>> Start

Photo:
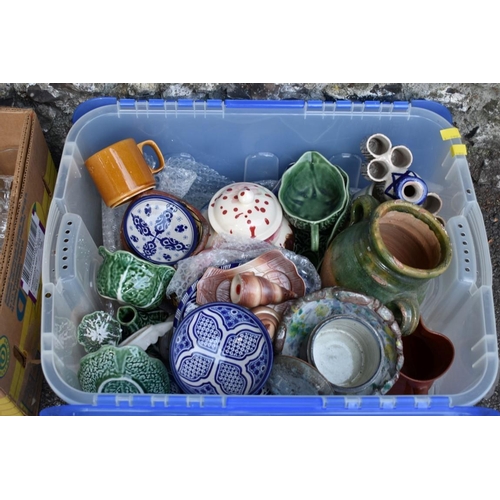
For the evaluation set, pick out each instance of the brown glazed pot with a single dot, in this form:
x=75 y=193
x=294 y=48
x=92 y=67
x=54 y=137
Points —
x=390 y=251
x=428 y=355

>> End

- Goal
Copy the records above word for word, leaving out the pictures.

- Solution to this exercise
Photo:
For the evaluation set, pick out each instance of the brown glazed pot with a single dot, in this form:
x=75 y=193
x=294 y=48
x=92 y=67
x=54 y=137
Points —
x=390 y=251
x=428 y=355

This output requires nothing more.